__Requirement__. Down to the last line below, repeat the entries word for word and drop the pictures.

Saved entries
--------

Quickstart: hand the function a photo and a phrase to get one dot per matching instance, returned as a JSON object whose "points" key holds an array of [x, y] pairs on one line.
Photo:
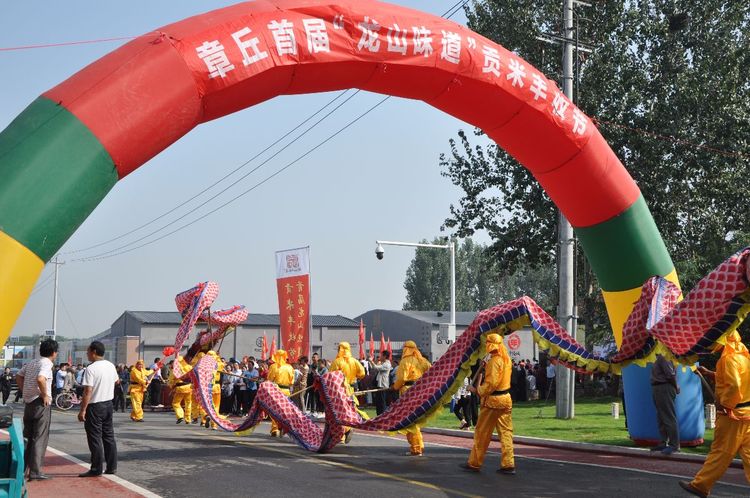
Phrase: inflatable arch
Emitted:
{"points": [[66, 150]]}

--------

__Response area__.
Quickstart: hand the function a photo and a phrase to get one dot per matching instance, returned as a JSON object whose "points" key holds an array of [x, y] pairs on one line.
Photo:
Phrase: inflatable arch
Emitted:
{"points": [[66, 150]]}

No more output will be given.